Stated problem: Every line from the line containing "Return one point per instance of the snowfield." through the final line of the data is to be printed exactly; no other line is to appear.

Provided records:
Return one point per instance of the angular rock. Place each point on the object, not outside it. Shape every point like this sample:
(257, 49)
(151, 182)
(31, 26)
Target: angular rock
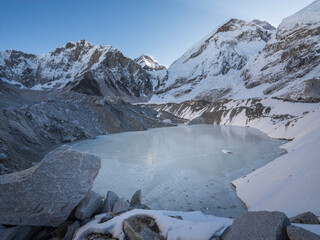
(258, 225)
(99, 236)
(50, 190)
(88, 206)
(106, 218)
(120, 206)
(136, 198)
(109, 202)
(306, 218)
(141, 227)
(71, 230)
(61, 231)
(16, 233)
(84, 222)
(297, 233)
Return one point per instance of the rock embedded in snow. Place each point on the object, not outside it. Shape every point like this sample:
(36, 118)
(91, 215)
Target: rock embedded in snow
(50, 190)
(109, 202)
(71, 230)
(120, 206)
(297, 233)
(148, 63)
(136, 198)
(88, 206)
(16, 233)
(141, 227)
(258, 225)
(305, 218)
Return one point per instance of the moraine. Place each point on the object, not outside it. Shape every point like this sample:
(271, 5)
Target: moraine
(182, 168)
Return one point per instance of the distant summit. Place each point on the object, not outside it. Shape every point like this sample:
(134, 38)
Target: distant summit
(264, 24)
(148, 63)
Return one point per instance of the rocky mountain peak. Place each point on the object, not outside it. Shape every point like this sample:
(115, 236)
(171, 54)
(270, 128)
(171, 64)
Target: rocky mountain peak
(264, 24)
(290, 62)
(149, 63)
(78, 66)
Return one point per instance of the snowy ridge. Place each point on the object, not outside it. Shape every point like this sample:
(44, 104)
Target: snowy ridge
(308, 16)
(289, 65)
(210, 68)
(149, 63)
(241, 60)
(79, 66)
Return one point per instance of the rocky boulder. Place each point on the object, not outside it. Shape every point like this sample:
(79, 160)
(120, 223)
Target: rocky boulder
(88, 206)
(258, 225)
(305, 218)
(141, 227)
(46, 194)
(296, 233)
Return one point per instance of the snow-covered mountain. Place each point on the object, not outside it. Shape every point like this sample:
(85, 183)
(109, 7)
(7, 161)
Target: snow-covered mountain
(289, 65)
(149, 63)
(241, 60)
(210, 67)
(81, 67)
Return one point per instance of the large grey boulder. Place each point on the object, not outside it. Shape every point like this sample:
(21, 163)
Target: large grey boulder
(140, 227)
(296, 233)
(89, 205)
(46, 194)
(258, 225)
(109, 202)
(306, 218)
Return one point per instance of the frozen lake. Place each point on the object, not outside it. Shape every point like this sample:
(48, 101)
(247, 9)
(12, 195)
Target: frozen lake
(181, 168)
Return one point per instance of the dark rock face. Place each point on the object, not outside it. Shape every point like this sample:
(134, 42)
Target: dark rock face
(16, 233)
(305, 218)
(258, 225)
(296, 233)
(226, 51)
(148, 63)
(93, 70)
(141, 227)
(46, 194)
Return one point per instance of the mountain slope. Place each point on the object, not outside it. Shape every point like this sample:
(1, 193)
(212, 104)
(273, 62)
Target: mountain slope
(242, 60)
(149, 63)
(78, 66)
(208, 69)
(289, 65)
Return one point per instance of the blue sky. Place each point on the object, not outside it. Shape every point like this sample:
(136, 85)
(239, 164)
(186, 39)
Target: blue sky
(164, 29)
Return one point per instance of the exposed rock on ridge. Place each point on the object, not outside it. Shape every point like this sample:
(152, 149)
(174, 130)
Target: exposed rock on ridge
(78, 66)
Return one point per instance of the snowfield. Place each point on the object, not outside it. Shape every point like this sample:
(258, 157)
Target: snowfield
(289, 183)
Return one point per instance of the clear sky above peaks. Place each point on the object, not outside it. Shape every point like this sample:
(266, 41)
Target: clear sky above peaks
(164, 29)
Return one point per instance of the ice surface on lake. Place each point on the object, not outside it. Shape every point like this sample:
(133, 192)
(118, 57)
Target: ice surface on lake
(181, 168)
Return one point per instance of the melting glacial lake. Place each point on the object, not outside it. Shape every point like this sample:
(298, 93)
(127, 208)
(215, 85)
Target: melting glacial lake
(182, 168)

Complete output:
Return one point per instance of the snowfield. Place each point on the object, not outside it. Shape every point like this sample:
(258, 157)
Target: snowfield
(289, 183)
Return one point per instance of the clear sky above peaks. Place each point on the object, not outside it. Shape every point like this sample:
(266, 41)
Target: clear sky above peaks
(164, 29)
Return one point per instance of the ice surface on lake. Place each point on the object, not outside it. Shape every point like this sample:
(133, 192)
(118, 57)
Target: ice surface on lake
(181, 168)
Return one point per instance of the melting glacial lake. Place each point on the object, not outside it. Shape every point like this sample:
(298, 93)
(127, 208)
(215, 85)
Target: melting glacial lake
(182, 168)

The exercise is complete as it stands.